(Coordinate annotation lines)

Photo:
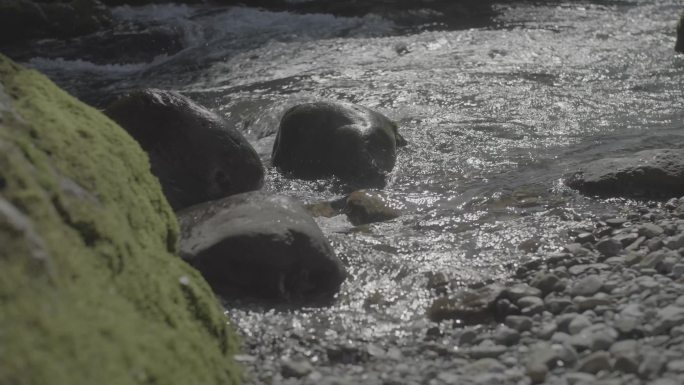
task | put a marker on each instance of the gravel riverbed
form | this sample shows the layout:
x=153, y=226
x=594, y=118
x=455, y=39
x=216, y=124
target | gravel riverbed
x=607, y=309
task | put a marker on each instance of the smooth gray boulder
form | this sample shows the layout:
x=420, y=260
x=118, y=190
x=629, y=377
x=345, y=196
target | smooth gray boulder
x=192, y=151
x=645, y=174
x=260, y=245
x=322, y=139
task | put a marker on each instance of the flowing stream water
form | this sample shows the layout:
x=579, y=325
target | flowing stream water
x=494, y=117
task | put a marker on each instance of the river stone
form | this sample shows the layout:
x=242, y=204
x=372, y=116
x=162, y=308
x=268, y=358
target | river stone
x=578, y=323
x=91, y=288
x=471, y=306
x=260, y=245
x=367, y=206
x=595, y=362
x=650, y=230
x=195, y=155
x=322, y=139
x=587, y=286
x=518, y=322
x=667, y=318
x=651, y=173
x=609, y=247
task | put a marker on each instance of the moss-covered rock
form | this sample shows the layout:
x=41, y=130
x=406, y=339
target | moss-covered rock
x=90, y=289
x=679, y=45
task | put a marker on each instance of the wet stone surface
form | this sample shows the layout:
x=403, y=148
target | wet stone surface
x=494, y=116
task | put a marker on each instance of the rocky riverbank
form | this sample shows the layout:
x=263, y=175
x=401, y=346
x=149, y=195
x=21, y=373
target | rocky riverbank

- Description of the task -
Please rewrite the lines from the one containing "task | put a marker on each instance of the wet" through the last line, replacing "wet stone surface" with "slick stone surface" and leaving everything else unchanged.

- Final answer -
task | put a marker on each instance of the slick stone surface
form | this sample shows the layout:
x=403, y=148
target | slick stone surface
x=494, y=116
task | put a marker on each instance of the rocky riverbank
form | this sample shows the layout:
x=263, y=175
x=401, y=346
x=149, y=195
x=21, y=373
target | rocky riverbank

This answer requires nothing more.